___ Entries supplied ___

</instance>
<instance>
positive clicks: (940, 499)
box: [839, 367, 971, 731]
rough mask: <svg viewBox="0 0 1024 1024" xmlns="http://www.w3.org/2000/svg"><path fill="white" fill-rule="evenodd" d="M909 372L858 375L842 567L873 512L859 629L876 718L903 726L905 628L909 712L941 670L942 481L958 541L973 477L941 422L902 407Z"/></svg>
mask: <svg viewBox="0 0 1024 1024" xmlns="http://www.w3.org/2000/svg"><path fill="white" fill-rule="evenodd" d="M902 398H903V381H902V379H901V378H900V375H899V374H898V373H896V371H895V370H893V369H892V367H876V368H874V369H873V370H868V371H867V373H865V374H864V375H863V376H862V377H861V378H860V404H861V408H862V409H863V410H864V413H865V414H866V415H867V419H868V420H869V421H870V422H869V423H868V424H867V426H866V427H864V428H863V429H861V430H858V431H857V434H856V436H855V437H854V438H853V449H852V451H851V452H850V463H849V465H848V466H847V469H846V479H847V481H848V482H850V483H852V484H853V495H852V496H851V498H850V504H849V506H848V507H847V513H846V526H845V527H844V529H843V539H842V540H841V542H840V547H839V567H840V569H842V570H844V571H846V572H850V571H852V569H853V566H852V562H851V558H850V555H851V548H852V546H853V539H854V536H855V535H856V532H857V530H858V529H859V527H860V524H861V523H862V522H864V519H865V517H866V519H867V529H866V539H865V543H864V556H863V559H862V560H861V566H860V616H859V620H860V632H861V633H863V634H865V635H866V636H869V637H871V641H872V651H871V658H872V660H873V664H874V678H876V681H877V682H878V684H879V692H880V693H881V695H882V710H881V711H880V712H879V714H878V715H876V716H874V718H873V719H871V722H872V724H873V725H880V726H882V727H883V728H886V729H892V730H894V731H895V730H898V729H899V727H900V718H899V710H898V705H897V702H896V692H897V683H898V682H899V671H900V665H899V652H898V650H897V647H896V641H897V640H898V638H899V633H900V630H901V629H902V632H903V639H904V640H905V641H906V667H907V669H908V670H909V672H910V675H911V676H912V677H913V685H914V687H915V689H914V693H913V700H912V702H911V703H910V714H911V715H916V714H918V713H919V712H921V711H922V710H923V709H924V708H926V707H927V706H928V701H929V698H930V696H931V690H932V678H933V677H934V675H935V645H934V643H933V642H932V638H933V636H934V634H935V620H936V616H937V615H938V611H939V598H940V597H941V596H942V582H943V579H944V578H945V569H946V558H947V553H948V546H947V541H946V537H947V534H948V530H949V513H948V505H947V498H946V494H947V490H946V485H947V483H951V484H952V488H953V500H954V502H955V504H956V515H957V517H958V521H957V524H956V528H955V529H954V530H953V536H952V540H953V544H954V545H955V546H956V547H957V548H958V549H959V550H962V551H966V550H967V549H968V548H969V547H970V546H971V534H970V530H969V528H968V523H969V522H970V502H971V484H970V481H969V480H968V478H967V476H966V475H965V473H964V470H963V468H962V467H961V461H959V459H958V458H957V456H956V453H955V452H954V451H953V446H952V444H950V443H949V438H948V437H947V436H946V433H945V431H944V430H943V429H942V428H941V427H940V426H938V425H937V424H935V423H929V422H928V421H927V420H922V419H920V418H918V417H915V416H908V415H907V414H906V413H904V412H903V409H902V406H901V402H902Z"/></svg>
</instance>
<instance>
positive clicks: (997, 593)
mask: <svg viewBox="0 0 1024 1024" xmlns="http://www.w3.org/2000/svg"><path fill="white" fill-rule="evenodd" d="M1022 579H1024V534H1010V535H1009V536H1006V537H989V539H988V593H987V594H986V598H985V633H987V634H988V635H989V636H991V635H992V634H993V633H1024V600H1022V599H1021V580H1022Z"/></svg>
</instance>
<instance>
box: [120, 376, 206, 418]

___

### Brief
Write out each entry above exactly as it is written.

### Answer for the task
</instance>
<instance>
positive clicks: (940, 499)
box: [839, 367, 971, 731]
rough mask: <svg viewBox="0 0 1024 1024" xmlns="http://www.w3.org/2000/svg"><path fill="white" fill-rule="evenodd" d="M909 372L858 375L842 567L873 512L859 629L876 718L903 726L905 628L909 712L941 670L942 481L958 541L973 477L941 422L902 407Z"/></svg>
mask: <svg viewBox="0 0 1024 1024" xmlns="http://www.w3.org/2000/svg"><path fill="white" fill-rule="evenodd" d="M902 398H903V381H902V379H901V378H900V375H899V374H898V373H896V371H895V370H893V369H892V367H876V368H874V369H873V370H868V371H867V373H865V374H864V375H863V376H862V377H861V378H860V404H861V408H862V409H863V410H864V413H865V414H866V415H867V419H868V420H869V421H870V422H869V423H868V424H867V426H866V427H864V428H863V429H861V430H858V431H857V434H856V436H855V437H854V438H853V449H852V451H851V452H850V463H849V465H848V466H847V469H846V479H847V481H848V482H850V483H852V484H853V495H852V496H851V498H850V504H849V506H848V507H847V513H846V526H845V527H844V529H843V539H842V540H841V542H840V547H839V567H840V569H842V570H844V571H846V572H850V571H852V569H853V566H852V562H851V558H850V555H851V548H852V546H853V539H854V536H855V535H856V532H857V530H858V529H859V527H860V524H861V523H862V522H864V519H865V517H866V519H867V529H866V539H865V543H864V556H863V559H862V560H861V566H860V616H859V620H860V632H861V633H863V634H865V635H866V636H869V637H871V641H872V651H871V658H872V660H873V664H874V678H876V681H877V682H878V684H879V692H880V693H881V695H882V710H881V711H880V712H879V714H878V715H876V716H874V718H873V719H871V722H872V724H873V725H880V726H882V727H883V728H886V729H892V730H894V731H895V730H898V729H899V727H900V718H899V710H898V705H897V702H896V692H897V683H898V682H899V671H900V665H899V652H898V650H897V647H896V641H897V640H898V638H899V633H900V630H901V629H902V632H903V639H904V640H905V641H906V667H907V669H908V670H909V672H910V675H911V676H912V677H913V685H914V687H915V689H914V693H913V700H912V702H911V703H910V714H911V715H916V714H918V713H919V712H921V711H922V710H923V709H924V708H926V707H927V706H928V701H929V698H930V696H931V690H932V678H933V677H934V675H935V645H934V643H933V642H932V638H933V636H934V634H935V620H936V616H937V615H938V611H939V598H940V597H941V596H942V582H943V579H944V578H945V569H946V558H947V553H948V546H947V541H946V537H947V534H948V530H949V513H948V505H947V498H946V494H947V490H946V485H947V483H951V484H952V488H953V500H954V502H955V504H956V515H957V517H958V521H957V524H956V528H955V529H954V530H953V536H952V540H953V544H954V545H955V546H956V547H957V548H958V549H959V550H962V551H966V550H967V549H968V548H969V547H970V546H971V534H970V530H969V528H968V523H969V522H970V502H971V484H970V481H969V480H968V478H967V476H966V475H965V473H964V470H963V468H962V467H961V461H959V459H958V458H957V456H956V453H955V452H954V451H953V446H952V444H950V443H949V438H948V437H947V436H946V433H945V431H944V430H943V429H942V428H941V427H940V426H938V425H937V424H935V423H929V422H928V421H927V420H922V419H920V418H918V417H915V416H908V415H907V414H906V413H904V412H903V409H902V406H901V402H902Z"/></svg>
</instance>
<instance>
positive clicks: (997, 593)
mask: <svg viewBox="0 0 1024 1024" xmlns="http://www.w3.org/2000/svg"><path fill="white" fill-rule="evenodd" d="M1022 579H1024V534H1010V535H1009V536H1006V537H989V539H988V593H987V594H986V598H985V633H987V634H988V635H989V636H991V635H992V634H993V633H1024V600H1022V599H1021V580H1022Z"/></svg>
</instance>
<instance>
box: [120, 376, 206, 418]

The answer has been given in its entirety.